Yes, Pufferish. Yes.

"Your hanging around after the ridiculous stunt basically tells them that they can get away with anything up to that line, because you're that scared to lose them. They'll not only brazenly pull things up to that line from that day on, but eventually push the limits again -- and if you think this stunt is bad, just wait until that one."

Emphasis mine.
posted by jbenben at 2:53 PM on December 14, 2009 [2 favorites]

If you paid first/last months rent and/or a security deposit keep in mind you should be receiving it back. You may want to take it out of your joint account now and let him deal with settling up (since you can't trust him not to keep the whole amount). The same with any security deposits for utilities (and cancel any in your name).

It would be smart to have a quick consult with a divorce attorney since DC recognises common-law marriages

I am so sorry you are going through this. There is no way to the other side except though the pain. Treat yourself well and purchase a few tunes.

== What to produce ==
Reproduce the forum replies word for word, from "Yes, Pufferish. Yes." up to and including "Emphasis mine.". The entries have nothing to do with the forum replies.

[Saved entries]

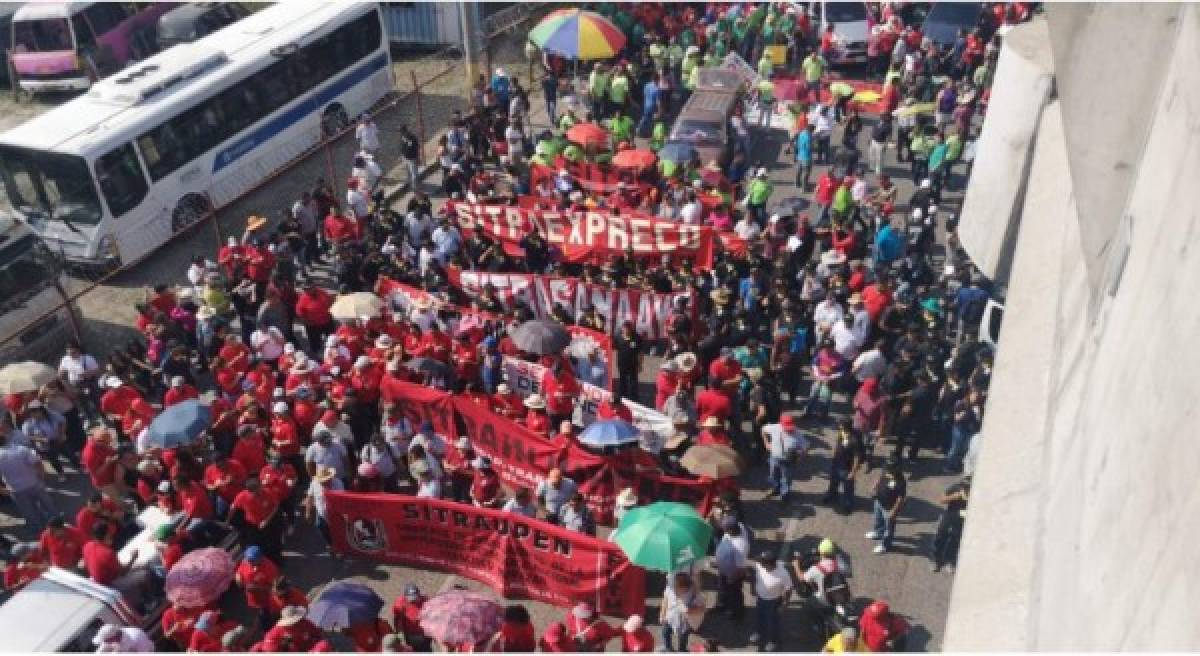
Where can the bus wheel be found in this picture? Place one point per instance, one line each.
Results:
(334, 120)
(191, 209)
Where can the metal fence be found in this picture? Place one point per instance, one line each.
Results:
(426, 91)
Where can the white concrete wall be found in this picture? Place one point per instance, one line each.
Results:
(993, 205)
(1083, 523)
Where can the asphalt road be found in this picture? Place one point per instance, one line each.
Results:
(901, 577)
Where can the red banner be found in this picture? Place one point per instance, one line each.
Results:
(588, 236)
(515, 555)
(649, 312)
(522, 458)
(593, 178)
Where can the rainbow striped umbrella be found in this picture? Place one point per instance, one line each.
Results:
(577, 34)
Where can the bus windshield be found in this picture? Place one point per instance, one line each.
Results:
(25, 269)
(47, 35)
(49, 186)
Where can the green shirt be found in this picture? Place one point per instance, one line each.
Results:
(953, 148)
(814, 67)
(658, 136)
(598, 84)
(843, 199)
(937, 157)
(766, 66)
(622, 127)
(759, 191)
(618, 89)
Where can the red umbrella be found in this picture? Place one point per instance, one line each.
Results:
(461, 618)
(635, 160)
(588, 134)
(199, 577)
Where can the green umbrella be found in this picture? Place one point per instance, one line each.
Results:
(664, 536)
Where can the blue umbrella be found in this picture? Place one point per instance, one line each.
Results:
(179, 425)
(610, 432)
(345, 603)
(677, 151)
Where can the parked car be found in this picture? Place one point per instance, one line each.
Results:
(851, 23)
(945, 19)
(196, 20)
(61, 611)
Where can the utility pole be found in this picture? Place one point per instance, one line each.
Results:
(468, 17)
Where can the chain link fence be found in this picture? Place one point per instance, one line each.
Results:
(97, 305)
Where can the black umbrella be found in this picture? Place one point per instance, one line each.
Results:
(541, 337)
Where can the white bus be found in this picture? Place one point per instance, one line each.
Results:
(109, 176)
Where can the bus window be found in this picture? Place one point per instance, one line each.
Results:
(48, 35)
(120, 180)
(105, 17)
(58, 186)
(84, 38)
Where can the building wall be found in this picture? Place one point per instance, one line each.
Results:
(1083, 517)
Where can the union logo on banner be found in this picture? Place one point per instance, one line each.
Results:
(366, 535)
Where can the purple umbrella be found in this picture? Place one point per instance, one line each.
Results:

== Answer to the task ==
Yes, Pufferish. Yes.

"Your hanging around after the ridiculous stunt basically tells them that they can get away with anything up to that line, because you're that scared to lose them. They'll not only brazenly pull things up to that line from that day on, but eventually push the limits again -- and if you think this stunt is bad, just wait until that one."

Emphasis mine.